Task brief: Retype only what runs from the line that contains "Where can the car taillight" through the last line of the listing below, both lines included.

________________

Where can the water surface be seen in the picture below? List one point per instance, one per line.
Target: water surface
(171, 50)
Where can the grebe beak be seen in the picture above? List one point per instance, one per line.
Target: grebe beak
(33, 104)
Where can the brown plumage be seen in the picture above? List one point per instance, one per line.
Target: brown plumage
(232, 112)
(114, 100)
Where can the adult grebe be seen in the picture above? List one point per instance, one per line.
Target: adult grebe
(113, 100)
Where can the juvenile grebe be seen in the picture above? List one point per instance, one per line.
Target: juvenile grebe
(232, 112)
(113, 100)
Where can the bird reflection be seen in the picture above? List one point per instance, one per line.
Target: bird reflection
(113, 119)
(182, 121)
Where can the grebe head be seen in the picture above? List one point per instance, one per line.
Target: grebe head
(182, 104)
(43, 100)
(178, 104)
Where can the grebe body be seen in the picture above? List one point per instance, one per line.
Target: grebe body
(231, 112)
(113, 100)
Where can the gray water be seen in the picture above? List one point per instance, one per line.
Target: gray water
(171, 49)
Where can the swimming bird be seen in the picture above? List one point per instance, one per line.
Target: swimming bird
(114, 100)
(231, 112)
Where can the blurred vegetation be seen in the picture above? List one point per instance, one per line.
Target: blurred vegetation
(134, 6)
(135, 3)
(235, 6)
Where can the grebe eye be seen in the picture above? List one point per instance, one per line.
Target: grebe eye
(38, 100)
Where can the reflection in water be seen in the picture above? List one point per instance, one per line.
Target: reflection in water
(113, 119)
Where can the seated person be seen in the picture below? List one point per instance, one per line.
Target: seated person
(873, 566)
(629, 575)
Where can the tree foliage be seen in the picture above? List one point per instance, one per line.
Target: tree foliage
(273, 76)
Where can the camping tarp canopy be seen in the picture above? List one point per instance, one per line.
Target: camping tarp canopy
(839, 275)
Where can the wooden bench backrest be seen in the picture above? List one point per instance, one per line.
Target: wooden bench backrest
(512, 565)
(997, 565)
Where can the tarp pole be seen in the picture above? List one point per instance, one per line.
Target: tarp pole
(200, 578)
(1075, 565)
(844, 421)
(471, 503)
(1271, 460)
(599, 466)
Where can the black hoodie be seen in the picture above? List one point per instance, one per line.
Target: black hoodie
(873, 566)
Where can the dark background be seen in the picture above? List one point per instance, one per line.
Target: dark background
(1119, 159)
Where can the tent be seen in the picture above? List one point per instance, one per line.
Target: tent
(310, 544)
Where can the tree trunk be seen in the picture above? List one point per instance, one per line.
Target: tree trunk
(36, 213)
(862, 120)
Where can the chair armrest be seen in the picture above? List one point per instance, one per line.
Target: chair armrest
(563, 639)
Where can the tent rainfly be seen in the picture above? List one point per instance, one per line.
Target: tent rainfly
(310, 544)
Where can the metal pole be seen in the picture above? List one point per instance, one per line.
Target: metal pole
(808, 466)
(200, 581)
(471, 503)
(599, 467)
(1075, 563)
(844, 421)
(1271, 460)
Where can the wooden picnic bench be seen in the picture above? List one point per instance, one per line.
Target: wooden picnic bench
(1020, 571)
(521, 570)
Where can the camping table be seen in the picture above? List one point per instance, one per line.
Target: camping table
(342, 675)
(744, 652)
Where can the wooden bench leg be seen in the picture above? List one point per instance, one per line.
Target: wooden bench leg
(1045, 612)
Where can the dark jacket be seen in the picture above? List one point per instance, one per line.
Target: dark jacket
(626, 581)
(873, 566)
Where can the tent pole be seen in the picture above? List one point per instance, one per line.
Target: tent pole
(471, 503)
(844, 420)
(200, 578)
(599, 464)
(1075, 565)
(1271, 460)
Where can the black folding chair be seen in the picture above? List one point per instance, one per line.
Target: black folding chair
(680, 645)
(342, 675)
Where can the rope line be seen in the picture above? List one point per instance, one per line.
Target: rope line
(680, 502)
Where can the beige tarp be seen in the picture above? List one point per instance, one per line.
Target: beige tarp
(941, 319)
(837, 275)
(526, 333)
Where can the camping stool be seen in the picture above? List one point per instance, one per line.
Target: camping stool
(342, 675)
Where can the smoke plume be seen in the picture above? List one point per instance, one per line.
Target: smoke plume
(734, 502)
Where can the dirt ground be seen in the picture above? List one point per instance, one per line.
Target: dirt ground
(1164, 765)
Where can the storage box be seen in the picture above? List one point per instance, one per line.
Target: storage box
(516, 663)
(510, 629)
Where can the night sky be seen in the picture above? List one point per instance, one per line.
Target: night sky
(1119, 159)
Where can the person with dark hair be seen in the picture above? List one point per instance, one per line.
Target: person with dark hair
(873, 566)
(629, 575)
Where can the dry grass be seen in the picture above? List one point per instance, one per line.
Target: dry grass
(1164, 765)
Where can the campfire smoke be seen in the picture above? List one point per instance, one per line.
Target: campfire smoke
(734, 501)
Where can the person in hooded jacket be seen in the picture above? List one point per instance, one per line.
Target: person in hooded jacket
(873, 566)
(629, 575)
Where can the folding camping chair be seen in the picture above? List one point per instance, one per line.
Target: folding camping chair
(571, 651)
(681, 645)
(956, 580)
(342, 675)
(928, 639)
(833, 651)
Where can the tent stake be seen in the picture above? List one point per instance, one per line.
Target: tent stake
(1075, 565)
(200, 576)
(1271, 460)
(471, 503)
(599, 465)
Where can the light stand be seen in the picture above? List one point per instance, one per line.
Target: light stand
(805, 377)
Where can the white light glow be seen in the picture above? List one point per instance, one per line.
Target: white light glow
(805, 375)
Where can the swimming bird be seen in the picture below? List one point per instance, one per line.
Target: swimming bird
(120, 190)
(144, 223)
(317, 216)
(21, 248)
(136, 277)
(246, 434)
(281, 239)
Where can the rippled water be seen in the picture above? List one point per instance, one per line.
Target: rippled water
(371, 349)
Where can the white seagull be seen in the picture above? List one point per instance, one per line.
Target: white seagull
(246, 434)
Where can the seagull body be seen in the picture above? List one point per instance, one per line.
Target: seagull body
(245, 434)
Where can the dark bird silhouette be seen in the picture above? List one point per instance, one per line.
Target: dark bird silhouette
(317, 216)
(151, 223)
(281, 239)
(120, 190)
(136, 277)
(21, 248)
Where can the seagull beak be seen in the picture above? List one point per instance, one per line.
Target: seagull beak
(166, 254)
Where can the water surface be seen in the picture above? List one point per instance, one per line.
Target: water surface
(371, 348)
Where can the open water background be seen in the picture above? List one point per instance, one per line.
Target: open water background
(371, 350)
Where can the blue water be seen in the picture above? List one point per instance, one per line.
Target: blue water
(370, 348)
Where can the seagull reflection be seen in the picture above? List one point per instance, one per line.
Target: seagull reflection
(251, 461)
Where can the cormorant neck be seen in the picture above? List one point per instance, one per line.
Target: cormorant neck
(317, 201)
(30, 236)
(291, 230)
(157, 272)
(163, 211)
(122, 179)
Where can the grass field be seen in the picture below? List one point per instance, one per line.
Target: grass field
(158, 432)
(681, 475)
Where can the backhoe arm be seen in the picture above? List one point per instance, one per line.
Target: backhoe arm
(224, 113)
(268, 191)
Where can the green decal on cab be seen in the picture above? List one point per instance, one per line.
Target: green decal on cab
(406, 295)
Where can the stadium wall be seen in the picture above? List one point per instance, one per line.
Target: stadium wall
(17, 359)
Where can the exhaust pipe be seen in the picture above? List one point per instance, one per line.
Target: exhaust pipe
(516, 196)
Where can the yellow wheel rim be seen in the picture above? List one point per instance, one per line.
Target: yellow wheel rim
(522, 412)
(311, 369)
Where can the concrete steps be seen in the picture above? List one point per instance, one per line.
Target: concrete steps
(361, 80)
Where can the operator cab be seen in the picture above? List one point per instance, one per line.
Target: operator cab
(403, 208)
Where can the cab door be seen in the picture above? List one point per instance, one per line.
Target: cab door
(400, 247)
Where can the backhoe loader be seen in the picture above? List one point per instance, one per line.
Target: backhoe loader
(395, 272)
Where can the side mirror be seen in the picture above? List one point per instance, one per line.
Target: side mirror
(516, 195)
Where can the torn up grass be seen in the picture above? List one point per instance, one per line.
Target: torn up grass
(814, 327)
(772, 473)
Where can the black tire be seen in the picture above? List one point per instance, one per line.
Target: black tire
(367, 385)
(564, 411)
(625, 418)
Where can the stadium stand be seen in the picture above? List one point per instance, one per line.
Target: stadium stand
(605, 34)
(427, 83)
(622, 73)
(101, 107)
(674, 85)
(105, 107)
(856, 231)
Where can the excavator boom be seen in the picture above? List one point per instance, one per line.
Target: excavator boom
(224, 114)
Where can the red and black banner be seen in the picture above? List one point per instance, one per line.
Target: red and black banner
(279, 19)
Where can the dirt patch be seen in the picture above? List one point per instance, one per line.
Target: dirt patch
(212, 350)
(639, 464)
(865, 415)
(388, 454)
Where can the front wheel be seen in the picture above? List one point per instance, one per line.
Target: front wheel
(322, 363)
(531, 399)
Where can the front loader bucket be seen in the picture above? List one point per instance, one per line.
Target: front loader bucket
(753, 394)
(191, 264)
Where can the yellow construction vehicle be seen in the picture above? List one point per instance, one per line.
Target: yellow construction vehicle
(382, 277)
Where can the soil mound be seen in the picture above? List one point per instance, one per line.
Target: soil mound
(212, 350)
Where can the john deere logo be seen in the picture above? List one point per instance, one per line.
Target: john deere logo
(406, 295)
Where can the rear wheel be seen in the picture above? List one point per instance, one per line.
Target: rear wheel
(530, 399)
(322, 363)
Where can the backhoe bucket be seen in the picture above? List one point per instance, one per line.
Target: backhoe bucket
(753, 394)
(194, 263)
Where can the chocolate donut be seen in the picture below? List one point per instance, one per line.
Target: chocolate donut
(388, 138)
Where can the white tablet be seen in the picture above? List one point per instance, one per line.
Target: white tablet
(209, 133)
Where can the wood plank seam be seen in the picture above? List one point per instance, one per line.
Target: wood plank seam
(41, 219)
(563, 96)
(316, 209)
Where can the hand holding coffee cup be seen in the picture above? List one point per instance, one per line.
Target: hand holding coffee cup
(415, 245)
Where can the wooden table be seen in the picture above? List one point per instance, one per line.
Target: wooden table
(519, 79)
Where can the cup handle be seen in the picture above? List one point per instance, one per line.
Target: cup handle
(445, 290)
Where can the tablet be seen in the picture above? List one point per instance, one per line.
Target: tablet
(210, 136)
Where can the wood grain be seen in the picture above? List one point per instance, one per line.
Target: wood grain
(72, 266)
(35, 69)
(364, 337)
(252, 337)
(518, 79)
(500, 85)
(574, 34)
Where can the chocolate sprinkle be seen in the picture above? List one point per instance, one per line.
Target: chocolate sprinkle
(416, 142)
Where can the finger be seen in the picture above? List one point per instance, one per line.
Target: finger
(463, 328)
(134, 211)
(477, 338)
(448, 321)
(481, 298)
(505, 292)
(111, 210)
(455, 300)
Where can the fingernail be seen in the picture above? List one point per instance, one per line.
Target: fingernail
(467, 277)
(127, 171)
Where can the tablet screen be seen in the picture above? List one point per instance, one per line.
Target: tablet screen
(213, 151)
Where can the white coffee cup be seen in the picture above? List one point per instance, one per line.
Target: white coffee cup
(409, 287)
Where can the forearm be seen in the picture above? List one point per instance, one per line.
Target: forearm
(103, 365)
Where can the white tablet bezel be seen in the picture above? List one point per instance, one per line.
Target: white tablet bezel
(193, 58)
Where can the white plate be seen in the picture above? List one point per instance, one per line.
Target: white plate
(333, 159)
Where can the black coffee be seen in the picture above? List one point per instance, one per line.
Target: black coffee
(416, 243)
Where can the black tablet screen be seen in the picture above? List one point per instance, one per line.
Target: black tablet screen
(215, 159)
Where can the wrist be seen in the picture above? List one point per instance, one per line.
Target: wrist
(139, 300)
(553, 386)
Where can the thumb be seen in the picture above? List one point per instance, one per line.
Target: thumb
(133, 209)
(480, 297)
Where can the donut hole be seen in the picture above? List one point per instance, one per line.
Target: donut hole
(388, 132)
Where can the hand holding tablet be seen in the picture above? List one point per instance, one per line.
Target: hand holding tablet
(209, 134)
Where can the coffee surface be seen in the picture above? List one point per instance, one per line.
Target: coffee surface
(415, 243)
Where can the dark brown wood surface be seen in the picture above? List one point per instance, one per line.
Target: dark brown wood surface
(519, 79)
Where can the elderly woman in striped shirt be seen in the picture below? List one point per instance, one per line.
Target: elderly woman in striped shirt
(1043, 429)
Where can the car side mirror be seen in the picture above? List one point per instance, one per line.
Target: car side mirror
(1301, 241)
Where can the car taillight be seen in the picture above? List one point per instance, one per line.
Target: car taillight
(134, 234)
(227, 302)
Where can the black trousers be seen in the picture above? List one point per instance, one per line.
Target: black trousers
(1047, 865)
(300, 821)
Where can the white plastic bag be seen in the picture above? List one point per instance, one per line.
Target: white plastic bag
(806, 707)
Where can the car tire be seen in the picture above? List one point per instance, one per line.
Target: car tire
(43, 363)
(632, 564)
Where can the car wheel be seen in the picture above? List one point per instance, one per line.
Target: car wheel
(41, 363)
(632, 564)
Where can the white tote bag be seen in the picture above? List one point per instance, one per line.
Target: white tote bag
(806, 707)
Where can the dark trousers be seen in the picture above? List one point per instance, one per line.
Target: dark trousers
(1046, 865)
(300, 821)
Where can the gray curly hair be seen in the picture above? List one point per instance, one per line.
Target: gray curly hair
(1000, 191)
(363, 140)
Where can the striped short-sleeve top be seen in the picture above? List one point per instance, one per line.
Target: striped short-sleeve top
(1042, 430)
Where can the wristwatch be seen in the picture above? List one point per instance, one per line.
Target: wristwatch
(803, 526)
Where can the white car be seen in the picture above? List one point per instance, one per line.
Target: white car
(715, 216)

________________

Problem solution:
Where can the car taillight be seen in the picture above? List one point per instance, one per line.
Target: car taillight
(134, 234)
(227, 302)
Where can the black trousers be seen in the picture above? List one point per instance, one per line.
Target: black trousers
(1047, 865)
(300, 821)
Where can the white plastic bag be seen in the picture above? List one point per instance, one per line.
Target: white plastic bag
(806, 707)
Where can the car tire be seen in the picture above? List one point per instance, one per line.
Target: car tire
(43, 363)
(632, 564)
Where can the car wheel be seen in the picture above? List one point per instance, one per line.
Target: car wheel
(41, 363)
(632, 564)
Where can the white tote bag be seen in the picture above? List one point per instance, one per line.
Target: white tote bag
(806, 707)
Where can the dark trousers be seen in the picture above? List one point per instance, one per line.
Target: dark trousers
(1046, 865)
(300, 821)
Where can the gray curly hair be seen in the picture above? List one point per instance, one per line.
Target: gray curly hair
(1000, 191)
(363, 140)
Where can the striped short-sleeve top be seen in the picture above? List one point per instance, one per line.
Target: striped short-sleeve top
(1042, 430)
Where can the wristwatch be seen in the picture above? List one point per instance, one per line.
Target: wristwatch
(803, 526)
Where can the white car be seen in the picture above? List one point per instance, one per line.
Target: white car
(715, 216)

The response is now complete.